INFORMATION PROVIDED
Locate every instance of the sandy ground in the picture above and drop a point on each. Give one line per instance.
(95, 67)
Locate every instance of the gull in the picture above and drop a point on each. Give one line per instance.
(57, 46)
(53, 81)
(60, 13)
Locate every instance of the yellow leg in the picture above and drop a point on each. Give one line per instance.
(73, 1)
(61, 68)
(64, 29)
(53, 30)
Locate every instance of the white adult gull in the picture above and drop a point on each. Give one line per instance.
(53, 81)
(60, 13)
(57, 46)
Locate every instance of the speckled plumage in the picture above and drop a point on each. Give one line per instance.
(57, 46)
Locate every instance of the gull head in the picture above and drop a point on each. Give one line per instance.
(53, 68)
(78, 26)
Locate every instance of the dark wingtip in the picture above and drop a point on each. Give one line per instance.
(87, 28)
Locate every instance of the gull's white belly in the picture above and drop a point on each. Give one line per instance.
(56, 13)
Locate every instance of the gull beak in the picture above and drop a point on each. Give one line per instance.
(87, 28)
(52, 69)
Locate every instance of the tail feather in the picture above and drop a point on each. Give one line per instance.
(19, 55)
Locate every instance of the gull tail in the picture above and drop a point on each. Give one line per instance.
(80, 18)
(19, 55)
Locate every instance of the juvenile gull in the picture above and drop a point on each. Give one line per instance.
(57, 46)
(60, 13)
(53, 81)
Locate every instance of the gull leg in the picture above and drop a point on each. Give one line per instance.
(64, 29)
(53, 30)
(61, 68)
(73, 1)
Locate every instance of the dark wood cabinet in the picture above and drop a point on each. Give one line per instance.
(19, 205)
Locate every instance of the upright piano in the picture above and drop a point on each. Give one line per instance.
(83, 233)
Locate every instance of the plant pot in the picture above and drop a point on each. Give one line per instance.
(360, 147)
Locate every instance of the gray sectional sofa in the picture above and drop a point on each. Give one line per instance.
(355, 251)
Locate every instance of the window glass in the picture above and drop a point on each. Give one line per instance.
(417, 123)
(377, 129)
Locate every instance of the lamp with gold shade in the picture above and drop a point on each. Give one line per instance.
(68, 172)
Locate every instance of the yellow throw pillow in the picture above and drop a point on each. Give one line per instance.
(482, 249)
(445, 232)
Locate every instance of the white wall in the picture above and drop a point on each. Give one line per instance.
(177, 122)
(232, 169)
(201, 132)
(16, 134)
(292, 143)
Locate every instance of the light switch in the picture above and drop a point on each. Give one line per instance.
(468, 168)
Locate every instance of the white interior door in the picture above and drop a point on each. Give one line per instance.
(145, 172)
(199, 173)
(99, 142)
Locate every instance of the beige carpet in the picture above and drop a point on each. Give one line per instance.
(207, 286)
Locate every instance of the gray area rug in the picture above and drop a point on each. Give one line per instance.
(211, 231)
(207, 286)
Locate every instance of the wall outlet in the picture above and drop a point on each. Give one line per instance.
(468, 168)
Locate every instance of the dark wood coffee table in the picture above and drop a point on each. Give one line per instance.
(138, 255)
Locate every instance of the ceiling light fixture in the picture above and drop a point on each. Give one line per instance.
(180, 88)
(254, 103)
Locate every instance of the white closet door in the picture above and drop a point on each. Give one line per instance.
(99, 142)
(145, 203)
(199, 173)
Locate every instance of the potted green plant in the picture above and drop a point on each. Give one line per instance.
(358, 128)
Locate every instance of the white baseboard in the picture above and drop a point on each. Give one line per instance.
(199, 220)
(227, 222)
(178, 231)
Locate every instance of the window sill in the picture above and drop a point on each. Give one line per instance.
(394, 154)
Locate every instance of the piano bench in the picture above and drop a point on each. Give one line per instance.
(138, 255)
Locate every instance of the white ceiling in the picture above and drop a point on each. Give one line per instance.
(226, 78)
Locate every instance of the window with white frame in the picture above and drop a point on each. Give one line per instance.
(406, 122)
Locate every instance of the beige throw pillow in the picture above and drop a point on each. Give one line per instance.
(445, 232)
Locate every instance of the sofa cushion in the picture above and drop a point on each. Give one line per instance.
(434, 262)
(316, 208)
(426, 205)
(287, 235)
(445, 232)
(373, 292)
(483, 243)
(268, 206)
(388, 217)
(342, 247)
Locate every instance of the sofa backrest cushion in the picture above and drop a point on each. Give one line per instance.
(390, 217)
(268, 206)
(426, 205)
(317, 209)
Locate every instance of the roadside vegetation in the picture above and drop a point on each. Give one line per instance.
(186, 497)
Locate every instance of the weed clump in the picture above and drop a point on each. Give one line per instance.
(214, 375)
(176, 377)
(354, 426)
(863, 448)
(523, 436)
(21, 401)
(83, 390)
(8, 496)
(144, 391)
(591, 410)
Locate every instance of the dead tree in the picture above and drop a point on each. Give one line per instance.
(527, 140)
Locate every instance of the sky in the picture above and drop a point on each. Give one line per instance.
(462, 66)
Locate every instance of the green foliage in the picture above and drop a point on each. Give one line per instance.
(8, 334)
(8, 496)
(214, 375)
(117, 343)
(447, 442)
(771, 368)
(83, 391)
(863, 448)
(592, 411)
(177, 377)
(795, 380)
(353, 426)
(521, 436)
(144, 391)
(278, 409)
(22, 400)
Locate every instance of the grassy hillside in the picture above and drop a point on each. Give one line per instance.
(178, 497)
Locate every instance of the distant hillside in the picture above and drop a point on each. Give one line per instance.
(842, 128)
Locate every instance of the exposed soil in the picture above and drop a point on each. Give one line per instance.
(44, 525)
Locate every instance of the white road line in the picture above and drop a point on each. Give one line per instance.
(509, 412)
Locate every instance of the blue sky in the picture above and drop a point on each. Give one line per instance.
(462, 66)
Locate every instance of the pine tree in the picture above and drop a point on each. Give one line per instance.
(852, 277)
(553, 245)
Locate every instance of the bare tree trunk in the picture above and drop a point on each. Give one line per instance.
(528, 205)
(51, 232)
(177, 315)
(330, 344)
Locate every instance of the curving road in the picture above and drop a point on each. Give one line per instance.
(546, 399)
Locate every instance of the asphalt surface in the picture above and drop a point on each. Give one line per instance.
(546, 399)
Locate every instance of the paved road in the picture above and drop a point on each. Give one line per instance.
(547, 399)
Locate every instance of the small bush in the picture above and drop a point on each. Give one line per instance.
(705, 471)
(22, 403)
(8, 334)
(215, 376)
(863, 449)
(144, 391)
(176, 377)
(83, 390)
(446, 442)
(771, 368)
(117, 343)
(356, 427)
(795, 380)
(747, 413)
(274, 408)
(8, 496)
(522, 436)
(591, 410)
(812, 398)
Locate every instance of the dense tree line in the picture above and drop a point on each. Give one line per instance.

CHALLENGE
Reproduce every row above word for word, in the same order, changing nothing.

COMPLETED TASK
Locate every instance of the sandy ground in the picture above and drop a point on each. Give one line per instance.
(95, 67)
Locate every instance of the gull in the picture above and drop a point on each. Give one line per instance.
(57, 46)
(53, 81)
(60, 13)
Locate every instance of the yellow leg in the picture above and drop a point on each. Give one line per instance.
(73, 1)
(61, 68)
(64, 29)
(53, 30)
Locate every instance of the white adult gull in the picture above and drop a point on each. Give one line per instance.
(53, 81)
(60, 13)
(57, 46)
Locate every instance of the speckled plumage in the picture above and drop a point on each. Give one line per instance.
(57, 46)
Locate every instance of the gull head in the picture above and drop a point on each. Give one line per instance.
(53, 68)
(78, 26)
Locate every instance of the dark wingtip in the picture above and drop a point on each. Give one line per instance.
(87, 28)
Locate every instance of the gull's white belly in the picture above and drop a point on each. Give one line per instance.
(56, 13)
Locate every instance of the gull beak in the picture above and drop a point on each. Give one line per instance.
(87, 28)
(52, 69)
Locate every instance of the tail feather in the picture above and drop a point on each. Give one line per instance.
(19, 55)
Locate every instance of the gull tail in the picture above and drop a point on each. Give one line per instance.
(80, 18)
(19, 55)
Locate every instance of the juvenile gull in the picture above and drop a point on each. Give one line per instance.
(57, 46)
(60, 13)
(53, 81)
Locate every instance of the gull leg in the picture above and drop a point on each. Give one line per instance.
(64, 29)
(53, 30)
(61, 68)
(73, 1)
Locate every instance of the dark wood cabinet in the picture above and drop a point on each. Give one line per instance.
(19, 205)
Locate every instance of the upright piano in the picture above and drop a point on each. Give one line per instance.
(83, 233)
Locate every instance of the plant pot in the picture above and drop a point on each. Give one line per instance.
(360, 147)
Locate every instance of the gray sectional sofa in the picture above and drop a point on each. Give one line per instance.
(355, 251)
Locate every instance of the window glass in the picture above and drop a point on each. Give one line per instance.
(417, 123)
(377, 129)
Locate every instance of the lamp with gold shade in the picture above and drop a point on each. Give one line per instance.
(68, 172)
Locate every instance of the yellow throw pillow in the picture above and drop a point on each. Give one line per instance.
(482, 249)
(445, 232)
Locate every instance of the white wall in the picture above and drop a point on each. Give one line per instance.
(177, 122)
(232, 169)
(201, 132)
(16, 134)
(292, 143)
Locate every instance of the light switch in the picture above and drop a point on each. Give one line per instance.
(468, 168)
Locate every instance of the white interior door in the picture above and drop a point on each. Give one line per instance.
(145, 172)
(199, 173)
(99, 142)
Locate every instance of the beige carpet in the picture above and drop a point on each. Give one line per instance.
(207, 286)
Locate every instance of the gray area rug in the picture above and drop a point on each. Give one line per instance.
(211, 231)
(207, 286)
Locate every instance of the wall outlet in the picture above and drop a point on each. Give one line per instance.
(468, 168)
Locate every instance of the dark wood coffee table in the picture above and drop a point on each. Give one line per instance.
(138, 255)
Locate every instance of the ceiling light fixture in the picture above and drop a point on each. Give one line per instance.
(180, 88)
(254, 103)
Locate every instance of the white closet door in the picture above and drop a point on each. Give one line per instance.
(99, 142)
(145, 203)
(199, 173)
Locate every instance of the potted green plant in the picture above and drop a point on each. Give one line per instance.
(358, 128)
Locate every instance of the white baseboard in the picture above and drop a point on each. Give one line per instance.
(199, 220)
(227, 222)
(178, 231)
Locate every instance of the window sill in the picture above and drop a point on each. Give one line per instance.
(394, 154)
Locate every instance of the piano bench in the picture above and drop a point on each. Give one line per instance.
(138, 255)
Locate every instance of the white ceiling in the picture above and drop a point on each. Give one line per instance.
(226, 78)
Locate every instance of the window with white frame in the picture above and drop a point on each. Give one line per instance.
(406, 122)
Locate every instance of the beige throw pillow in the picture above and drop a point on each. Give one line per instance.
(445, 232)
Locate every instance of the sofa cushion in the picture above and drop a point on each. Give one line per instance.
(434, 262)
(316, 208)
(426, 205)
(287, 235)
(445, 232)
(373, 292)
(483, 243)
(268, 206)
(388, 217)
(342, 247)
Locate every instance of the sofa backrest cushion in the picture above and drop a point on each. Give one line per instance.
(390, 217)
(268, 206)
(426, 205)
(317, 209)
Locate every instance of the roadside vegetation in the picture above and drop a point on each. Give one line per instance.
(186, 497)
Locate every instance of the weed clump in the picture above and drop a point on each. Give one line per instance.
(214, 375)
(176, 377)
(354, 426)
(863, 448)
(523, 436)
(21, 401)
(83, 390)
(8, 496)
(144, 391)
(591, 410)
Locate every instance of the dead tree in the picture above and drop a point on each. Give one line per instance.
(527, 140)
Locate every instance of the sky in the picture above and drop a point on each. Give one line per instance.
(462, 66)
Locate every instance of the green foliage in the picture above and drop a point on each. Give one line per instance.
(8, 334)
(8, 496)
(214, 375)
(117, 343)
(447, 442)
(771, 368)
(83, 391)
(863, 448)
(592, 411)
(177, 377)
(795, 380)
(353, 426)
(521, 436)
(144, 391)
(278, 409)
(22, 400)
Locate every instance of the grassy hillside in the picture above and drop a point on each. Give one line per instance.
(178, 497)
Locate every instance of the distant hillside in the picture above and drop a point on each. Give one line per instance.
(842, 128)
Locate every instance of the exposed soil in the picture above and drop a point on each. Give one line per instance.
(44, 525)
Locate every instance of the white road line in the picture above and drop a point on each. Give one line per instance.
(509, 412)
Locate every instance of the blue sky in the picture above and drop a point on each. Give one line per instance.
(462, 66)
Locate every instance of the pine tree in the picture above and drop a point on each. Give one line per instance.
(852, 277)
(553, 245)
Locate every instance of the bare tree trunk in the picture above and drop a point on each. Give one line per instance.
(528, 205)
(51, 232)
(177, 315)
(330, 344)
Locate every instance of the curving road in the picture above and drop a point on each. Give one line per instance.
(546, 399)
Locate every instance of the asphalt surface in the picture above and drop a point on each. Give one line per instance.
(546, 399)
Locate every instance of the paved road in the picture above and drop a point on each. Give one line per instance.
(547, 399)
Locate every instance of the small bush in the picture above and drop a point on each. Give one line per instance.
(705, 471)
(22, 403)
(8, 334)
(215, 376)
(863, 449)
(144, 391)
(176, 377)
(83, 390)
(446, 442)
(771, 368)
(117, 343)
(356, 427)
(795, 380)
(747, 413)
(274, 408)
(8, 496)
(522, 436)
(591, 410)
(812, 398)
Locate every instance of the dense tree line in the picture above and drop a point on each. Give one line per instance.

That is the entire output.